◆ Task objective:
Rewrite the Thomas Lynch passage from "Thomas Lynch (1727–1776)" up to and including "1774 Continental Association.", putting "landowner" in place of "planter".

◆ Reading passage:
════════
Other notable people share this name. See Thomas Lynch (disambiguation).

Thomas Lynch (1727–1776) was an American planter and statesman from South Carolina. He was a delegate to the Stamp Act Congress of 1765 and the Continental Congress from 1774 to 1776, and signed the 1774 Continental Association.

Political career
Lynch was born in St. James Parish, Berkeley County, South Carolina, in 1727. He served in the Colonial Legislature of South Carolina and represented the colony in the Stamp Act Congress, heading the committee which drafted the petition to the House of Commons.

Elected to both the First and Second Continental Congresses, Lynch joined Benjamin Franklin and Benjamin Harrison on a committee sent to Cambridge, Massachusetts, to confer with General George Washington upon "the most effectual method of continuing, supporting, and regulating the Continental Army." In the ensuing discussions, Washington told the committee of his plan to arm ships to prey upon British supply lines. The gentlemen from Congress approved of the scheme and recommended it to Congress, thus giving essential political support to the establishment of "George Washington's Navy," the first organized naval force of the new nation.
════════
Excerpts from point annotation data:
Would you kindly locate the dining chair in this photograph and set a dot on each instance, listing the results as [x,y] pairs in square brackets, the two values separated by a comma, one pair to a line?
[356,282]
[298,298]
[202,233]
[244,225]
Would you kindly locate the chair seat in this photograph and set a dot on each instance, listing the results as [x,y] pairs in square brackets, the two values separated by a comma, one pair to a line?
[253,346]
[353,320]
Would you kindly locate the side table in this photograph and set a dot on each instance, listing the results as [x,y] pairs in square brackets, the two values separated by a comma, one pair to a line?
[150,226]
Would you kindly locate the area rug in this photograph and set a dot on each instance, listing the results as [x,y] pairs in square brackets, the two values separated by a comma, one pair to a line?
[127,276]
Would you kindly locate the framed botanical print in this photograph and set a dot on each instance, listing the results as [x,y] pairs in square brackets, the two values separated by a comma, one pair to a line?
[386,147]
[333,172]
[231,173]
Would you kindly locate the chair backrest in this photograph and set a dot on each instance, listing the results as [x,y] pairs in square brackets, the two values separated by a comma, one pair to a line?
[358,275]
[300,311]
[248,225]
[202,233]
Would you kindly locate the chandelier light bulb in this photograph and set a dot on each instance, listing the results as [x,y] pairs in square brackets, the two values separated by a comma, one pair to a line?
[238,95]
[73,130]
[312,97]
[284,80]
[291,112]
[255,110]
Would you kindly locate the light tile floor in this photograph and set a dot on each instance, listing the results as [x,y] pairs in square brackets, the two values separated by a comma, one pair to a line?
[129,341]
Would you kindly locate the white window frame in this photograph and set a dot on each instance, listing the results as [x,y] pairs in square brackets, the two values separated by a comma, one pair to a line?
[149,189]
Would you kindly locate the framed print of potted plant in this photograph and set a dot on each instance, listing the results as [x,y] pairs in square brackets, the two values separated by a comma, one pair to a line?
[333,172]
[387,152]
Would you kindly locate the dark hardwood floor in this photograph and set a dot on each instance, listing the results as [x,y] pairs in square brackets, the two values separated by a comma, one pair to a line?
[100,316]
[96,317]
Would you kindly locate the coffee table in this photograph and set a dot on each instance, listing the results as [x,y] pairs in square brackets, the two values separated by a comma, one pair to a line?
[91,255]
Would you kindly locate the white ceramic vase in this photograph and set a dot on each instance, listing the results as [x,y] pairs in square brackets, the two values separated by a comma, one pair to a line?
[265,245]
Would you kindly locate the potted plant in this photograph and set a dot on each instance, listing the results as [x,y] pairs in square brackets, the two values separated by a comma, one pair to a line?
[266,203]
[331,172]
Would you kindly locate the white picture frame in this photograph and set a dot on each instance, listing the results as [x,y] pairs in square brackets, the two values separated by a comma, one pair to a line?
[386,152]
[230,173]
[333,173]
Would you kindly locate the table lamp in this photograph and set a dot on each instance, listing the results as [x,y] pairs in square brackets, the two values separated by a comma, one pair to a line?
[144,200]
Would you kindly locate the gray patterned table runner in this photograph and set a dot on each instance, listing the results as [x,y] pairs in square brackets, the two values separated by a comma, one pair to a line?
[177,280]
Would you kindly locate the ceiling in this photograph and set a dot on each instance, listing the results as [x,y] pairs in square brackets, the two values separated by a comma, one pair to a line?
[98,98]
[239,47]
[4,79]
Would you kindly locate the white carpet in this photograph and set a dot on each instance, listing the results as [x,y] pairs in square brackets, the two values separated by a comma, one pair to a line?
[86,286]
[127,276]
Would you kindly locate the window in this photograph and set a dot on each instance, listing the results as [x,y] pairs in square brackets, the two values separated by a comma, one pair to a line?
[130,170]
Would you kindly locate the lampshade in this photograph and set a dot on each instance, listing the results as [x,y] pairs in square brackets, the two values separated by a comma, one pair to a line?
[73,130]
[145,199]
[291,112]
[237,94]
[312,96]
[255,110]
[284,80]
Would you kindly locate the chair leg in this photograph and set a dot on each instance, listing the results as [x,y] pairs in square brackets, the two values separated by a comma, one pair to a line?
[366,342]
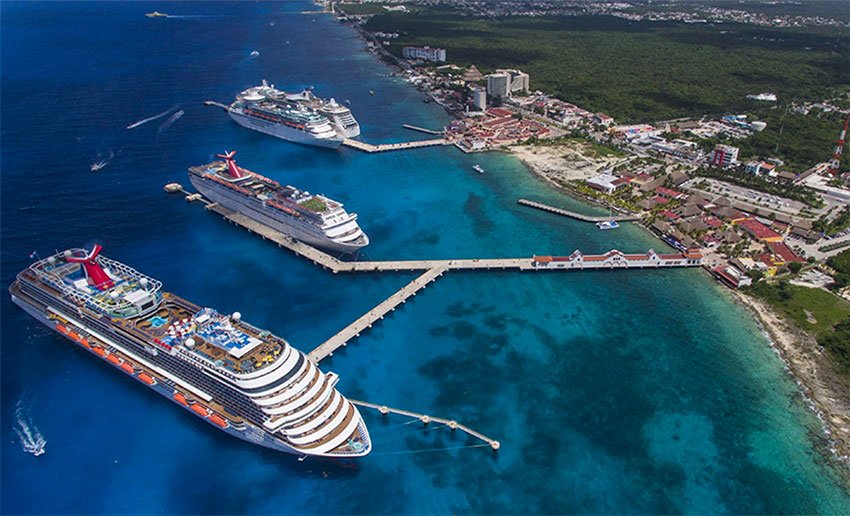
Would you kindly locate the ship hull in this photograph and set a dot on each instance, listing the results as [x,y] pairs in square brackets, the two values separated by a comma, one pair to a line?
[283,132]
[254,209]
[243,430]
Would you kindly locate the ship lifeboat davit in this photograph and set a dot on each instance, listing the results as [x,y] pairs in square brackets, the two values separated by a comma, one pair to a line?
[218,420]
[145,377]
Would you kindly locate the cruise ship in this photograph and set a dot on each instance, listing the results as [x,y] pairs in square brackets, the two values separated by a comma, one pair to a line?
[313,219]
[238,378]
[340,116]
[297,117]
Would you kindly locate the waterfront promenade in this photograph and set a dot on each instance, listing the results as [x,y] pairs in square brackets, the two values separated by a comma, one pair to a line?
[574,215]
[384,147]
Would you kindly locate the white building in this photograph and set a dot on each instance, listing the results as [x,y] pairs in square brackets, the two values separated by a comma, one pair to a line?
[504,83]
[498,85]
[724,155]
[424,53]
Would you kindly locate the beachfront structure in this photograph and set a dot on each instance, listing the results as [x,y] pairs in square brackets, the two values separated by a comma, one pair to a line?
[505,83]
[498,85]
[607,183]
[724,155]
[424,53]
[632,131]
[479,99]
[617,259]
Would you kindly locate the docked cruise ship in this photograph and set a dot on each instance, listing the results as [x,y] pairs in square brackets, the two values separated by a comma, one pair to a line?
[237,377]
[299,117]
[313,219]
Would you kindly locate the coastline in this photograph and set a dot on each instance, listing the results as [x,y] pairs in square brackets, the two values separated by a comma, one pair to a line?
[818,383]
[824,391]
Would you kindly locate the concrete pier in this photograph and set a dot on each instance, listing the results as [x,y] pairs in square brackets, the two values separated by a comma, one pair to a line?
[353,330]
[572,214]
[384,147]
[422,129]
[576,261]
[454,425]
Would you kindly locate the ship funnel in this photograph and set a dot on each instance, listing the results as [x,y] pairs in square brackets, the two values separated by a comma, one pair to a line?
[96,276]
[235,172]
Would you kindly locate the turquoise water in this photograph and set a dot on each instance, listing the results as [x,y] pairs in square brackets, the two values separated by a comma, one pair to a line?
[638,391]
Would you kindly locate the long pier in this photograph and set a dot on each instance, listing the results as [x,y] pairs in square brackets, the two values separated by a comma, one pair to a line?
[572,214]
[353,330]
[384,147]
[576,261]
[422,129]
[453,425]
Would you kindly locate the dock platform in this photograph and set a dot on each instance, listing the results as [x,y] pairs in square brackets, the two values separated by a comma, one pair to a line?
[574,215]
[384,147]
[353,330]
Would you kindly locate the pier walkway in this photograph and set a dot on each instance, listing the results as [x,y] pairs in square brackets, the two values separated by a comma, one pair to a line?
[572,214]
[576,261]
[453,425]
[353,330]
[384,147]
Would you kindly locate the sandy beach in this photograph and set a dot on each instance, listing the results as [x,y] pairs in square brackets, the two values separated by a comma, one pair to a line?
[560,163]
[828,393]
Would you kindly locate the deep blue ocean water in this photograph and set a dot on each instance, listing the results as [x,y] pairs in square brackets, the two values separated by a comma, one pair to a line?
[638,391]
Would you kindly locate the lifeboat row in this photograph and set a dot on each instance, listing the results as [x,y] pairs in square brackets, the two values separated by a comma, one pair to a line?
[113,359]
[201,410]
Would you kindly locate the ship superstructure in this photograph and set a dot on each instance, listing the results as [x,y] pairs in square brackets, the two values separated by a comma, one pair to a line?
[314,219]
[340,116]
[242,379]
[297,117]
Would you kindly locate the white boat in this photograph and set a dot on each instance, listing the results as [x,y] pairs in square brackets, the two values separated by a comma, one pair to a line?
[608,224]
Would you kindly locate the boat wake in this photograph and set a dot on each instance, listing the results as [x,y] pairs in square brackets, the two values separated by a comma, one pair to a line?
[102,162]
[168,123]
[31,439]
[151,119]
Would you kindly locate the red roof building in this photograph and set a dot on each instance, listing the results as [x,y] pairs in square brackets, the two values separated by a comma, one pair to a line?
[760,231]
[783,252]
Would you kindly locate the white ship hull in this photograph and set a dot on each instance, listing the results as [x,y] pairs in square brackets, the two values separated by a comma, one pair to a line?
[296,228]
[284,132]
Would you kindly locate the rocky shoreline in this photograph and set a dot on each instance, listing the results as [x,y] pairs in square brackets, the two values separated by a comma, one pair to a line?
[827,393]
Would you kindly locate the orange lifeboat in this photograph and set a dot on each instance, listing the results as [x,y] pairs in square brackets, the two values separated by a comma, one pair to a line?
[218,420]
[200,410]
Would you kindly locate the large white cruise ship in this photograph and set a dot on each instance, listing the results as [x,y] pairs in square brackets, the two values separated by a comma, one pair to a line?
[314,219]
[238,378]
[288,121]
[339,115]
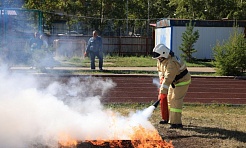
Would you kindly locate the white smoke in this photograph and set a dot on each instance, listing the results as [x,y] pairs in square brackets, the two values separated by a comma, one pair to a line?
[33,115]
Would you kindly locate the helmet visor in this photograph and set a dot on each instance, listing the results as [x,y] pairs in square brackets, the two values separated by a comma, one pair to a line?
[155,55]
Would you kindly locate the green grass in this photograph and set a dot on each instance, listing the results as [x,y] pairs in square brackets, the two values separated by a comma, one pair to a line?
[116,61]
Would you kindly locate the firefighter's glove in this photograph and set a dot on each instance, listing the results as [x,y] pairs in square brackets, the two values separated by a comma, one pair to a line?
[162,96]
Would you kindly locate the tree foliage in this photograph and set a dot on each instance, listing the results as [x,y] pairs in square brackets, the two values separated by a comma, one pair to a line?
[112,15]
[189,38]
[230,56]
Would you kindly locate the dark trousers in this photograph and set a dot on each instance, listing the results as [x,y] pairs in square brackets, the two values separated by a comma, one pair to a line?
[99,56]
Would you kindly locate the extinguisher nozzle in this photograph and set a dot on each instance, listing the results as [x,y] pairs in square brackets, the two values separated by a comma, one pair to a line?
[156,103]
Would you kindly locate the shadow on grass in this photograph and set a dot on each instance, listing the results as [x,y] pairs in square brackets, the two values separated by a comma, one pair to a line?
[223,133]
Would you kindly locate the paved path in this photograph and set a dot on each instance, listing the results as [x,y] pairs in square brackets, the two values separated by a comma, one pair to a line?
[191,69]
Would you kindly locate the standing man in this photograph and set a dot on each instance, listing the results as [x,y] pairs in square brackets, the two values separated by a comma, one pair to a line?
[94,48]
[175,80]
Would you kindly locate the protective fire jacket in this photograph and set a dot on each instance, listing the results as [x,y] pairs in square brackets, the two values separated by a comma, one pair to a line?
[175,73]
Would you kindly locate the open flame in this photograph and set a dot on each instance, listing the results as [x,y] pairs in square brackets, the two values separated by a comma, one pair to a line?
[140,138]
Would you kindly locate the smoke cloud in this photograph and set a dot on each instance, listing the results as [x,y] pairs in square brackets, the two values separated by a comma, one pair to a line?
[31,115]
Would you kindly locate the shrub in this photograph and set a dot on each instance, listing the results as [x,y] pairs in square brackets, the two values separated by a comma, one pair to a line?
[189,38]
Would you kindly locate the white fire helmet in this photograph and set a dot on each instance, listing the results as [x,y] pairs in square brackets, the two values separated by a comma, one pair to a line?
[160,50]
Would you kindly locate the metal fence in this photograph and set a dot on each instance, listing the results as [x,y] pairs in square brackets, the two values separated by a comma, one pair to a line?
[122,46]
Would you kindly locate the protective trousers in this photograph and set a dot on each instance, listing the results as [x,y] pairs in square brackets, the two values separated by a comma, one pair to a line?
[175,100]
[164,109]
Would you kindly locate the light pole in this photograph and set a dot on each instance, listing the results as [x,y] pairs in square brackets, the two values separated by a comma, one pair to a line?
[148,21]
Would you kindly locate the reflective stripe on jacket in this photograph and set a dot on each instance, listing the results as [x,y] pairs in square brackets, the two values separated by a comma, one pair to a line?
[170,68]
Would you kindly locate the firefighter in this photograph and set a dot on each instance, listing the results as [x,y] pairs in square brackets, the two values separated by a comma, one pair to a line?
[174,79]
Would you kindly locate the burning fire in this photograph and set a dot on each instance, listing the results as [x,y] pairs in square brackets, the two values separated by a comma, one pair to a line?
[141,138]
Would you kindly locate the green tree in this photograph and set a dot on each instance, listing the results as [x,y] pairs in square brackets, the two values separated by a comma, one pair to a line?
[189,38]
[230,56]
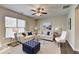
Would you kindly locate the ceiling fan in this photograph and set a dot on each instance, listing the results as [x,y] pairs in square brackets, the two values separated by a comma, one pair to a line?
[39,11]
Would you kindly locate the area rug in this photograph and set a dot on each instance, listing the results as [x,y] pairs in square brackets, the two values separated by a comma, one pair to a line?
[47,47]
════════
◆ Answer in full:
Thomas Lynch (1727–1776) was an American landowner and statesman from South Carolina. He was a delegate to the Stamp Act Congress of 1765 and the Continental Congress from 1774 to 1776, and signed the 1774 Continental Association.